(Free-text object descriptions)

>>>>>

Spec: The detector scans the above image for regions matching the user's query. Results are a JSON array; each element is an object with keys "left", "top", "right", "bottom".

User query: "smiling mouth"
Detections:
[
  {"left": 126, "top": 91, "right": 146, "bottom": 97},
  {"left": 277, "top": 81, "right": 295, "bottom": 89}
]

<<<<<

AIM OF THE EXERCISE
State how many lines in the entries above hold the word "query", with no further text.

TASK OUTPUT
2